_YOUR INSTRUCTIONS_
Please express the material from the line containing "pitch in this photo, one line per instance." through the end of the material, both included, as a JSON list of strings with one string per line and blank lines left out.

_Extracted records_

************

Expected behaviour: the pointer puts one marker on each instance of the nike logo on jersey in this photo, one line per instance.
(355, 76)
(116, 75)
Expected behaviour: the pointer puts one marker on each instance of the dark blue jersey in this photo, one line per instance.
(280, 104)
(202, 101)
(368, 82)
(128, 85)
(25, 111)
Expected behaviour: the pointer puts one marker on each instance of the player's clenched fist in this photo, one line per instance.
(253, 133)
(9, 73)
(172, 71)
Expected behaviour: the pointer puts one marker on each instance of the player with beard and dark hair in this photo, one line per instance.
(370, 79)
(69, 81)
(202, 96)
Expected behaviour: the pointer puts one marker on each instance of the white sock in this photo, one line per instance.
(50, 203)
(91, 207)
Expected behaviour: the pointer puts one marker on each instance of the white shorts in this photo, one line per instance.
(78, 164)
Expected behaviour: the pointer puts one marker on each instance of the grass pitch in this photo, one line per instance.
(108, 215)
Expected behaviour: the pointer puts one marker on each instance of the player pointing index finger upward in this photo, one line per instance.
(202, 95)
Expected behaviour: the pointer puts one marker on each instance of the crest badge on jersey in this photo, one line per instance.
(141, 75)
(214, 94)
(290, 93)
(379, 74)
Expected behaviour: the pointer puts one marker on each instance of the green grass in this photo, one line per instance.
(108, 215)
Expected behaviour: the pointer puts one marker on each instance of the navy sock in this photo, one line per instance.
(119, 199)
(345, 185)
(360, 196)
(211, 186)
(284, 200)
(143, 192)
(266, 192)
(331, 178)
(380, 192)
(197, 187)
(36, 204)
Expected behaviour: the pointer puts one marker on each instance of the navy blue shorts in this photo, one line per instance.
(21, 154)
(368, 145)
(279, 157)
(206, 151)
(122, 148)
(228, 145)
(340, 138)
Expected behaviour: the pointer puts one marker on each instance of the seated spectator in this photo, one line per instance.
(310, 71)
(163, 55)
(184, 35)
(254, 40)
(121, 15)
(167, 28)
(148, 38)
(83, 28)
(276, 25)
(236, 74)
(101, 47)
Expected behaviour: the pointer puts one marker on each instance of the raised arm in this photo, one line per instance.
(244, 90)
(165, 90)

************

_COMPLETED EXERCISE_
[
  "Expected behaviour: the pointer puts one marker on each instance of the grass pitch in this photo, one line per instance.",
  "(108, 215)",
  "Expected behaviour: the pointer puts one marker on each instance of the player pointing index finger upward in this photo, one line per instance.",
  "(202, 95)",
  "Expected behaviour: the pointer puts one marker on each instance of the crest badge on jersey in this photo, one line per instance.",
  "(141, 75)",
  "(214, 94)",
  "(290, 93)",
  "(379, 74)",
  "Expected behaviour: the pointer puts one marker on each instance of the green grass in this photo, one line per instance.",
  "(108, 215)",
  "Expected behaviour: the pointer puts one marker on each instance of the navy sock in this photo, one line per instance.",
  "(119, 199)",
  "(345, 185)",
  "(360, 196)",
  "(211, 186)",
  "(284, 200)",
  "(143, 192)",
  "(266, 192)",
  "(331, 178)",
  "(380, 192)",
  "(197, 187)",
  "(36, 204)",
  "Expected behaviour: the pointer puts one marker on each instance of the navy blue shorts in this photo, one line per instance.",
  "(21, 154)",
  "(368, 145)",
  "(279, 157)",
  "(206, 151)",
  "(122, 148)",
  "(228, 145)",
  "(340, 138)",
  "Expected behaviour: the pointer puts one marker on each instance of the seated spectator in this photo, one line per instance.",
  "(310, 71)",
  "(163, 55)",
  "(184, 35)",
  "(254, 40)",
  "(121, 15)",
  "(167, 28)",
  "(148, 38)",
  "(83, 28)",
  "(276, 25)",
  "(236, 74)",
  "(101, 47)",
  "Expected behaviour: the pointer puts one marker on each instance of the raised arm in this photo, one line per instance.",
  "(244, 90)",
  "(165, 90)"
]